### INSTRUCTIONS TO FOLLOW
Reproduce the records below in full and without edits, omitting images.

### SUPPLIED DATA
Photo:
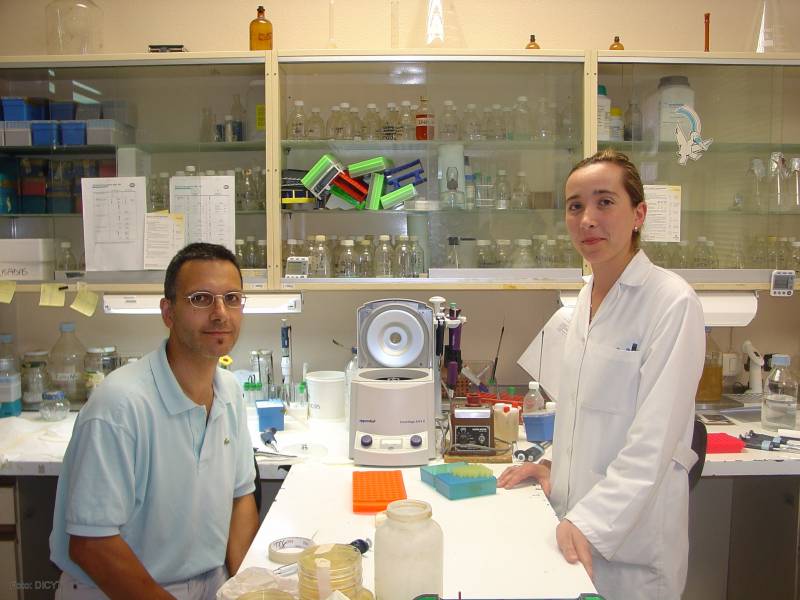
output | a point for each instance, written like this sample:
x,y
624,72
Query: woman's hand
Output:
x,y
574,545
513,476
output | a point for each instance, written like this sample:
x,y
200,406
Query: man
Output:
x,y
155,498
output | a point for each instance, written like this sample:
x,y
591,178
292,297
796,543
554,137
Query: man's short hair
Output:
x,y
196,251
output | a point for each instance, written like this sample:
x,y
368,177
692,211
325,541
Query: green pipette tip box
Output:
x,y
375,191
371,165
407,192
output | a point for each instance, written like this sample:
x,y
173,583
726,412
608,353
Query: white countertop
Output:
x,y
31,446
315,501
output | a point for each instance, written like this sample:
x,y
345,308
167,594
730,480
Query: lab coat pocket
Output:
x,y
608,388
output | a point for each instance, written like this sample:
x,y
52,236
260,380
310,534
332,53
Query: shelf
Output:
x,y
419,146
57,150
184,147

### RESPONSE TO THE EXERCISE
Photo:
output | a point for each instance, written like this sample:
x,y
624,72
Query: woman's hand
Output:
x,y
574,545
513,476
output | a point for each instance, written like this sample:
x,y
200,406
Query: man
Output:
x,y
155,498
output | a point for each instance, written like this sample:
x,y
591,178
292,297
796,543
554,137
Query: man's short hair
Output:
x,y
196,251
output | a point for each instance, written like this sample:
x,y
368,177
692,211
325,541
Query: green pipette tip box
Output:
x,y
375,191
371,165
407,192
output | a point for each instance, written like this sample:
x,y
173,583
726,412
608,353
Query: white countertop
Output:
x,y
31,446
315,501
output | a point for each instance, written like this sample:
x,y
345,308
167,594
730,480
Query: lab coat pocket
Output:
x,y
608,388
output | a point for each instance, written like this sample:
x,y
52,236
260,380
310,534
332,53
Query: shelf
Output:
x,y
419,146
57,150
184,147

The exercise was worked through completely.